*WHAT YOU ARE ASKED TO DO:* All the lines below should be set down exactly, with no picture carried into the copy.
[SOURCE RECORDS — start]
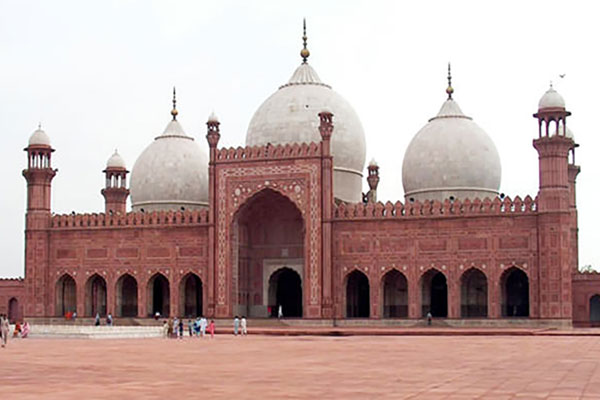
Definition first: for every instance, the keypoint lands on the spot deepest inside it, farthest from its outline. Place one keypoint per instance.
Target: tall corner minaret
(39, 175)
(115, 191)
(556, 244)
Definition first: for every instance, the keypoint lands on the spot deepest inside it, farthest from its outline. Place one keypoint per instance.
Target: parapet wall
(269, 152)
(436, 208)
(132, 219)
[SOURCE RECORDS — finish]
*ANSWER SPACE:*
Definition first: for every instance, the keypoint lands on the spot deepest inside it, farthest from its outline. Place one keypoint per instance.
Target: tall corner minaret
(39, 175)
(115, 191)
(556, 244)
Definition first: for every instance, the keypoint lands on the spot deepest inside it, farthest from its outline. Place one keypoint per instance.
Target: parapet wall
(269, 152)
(436, 208)
(132, 219)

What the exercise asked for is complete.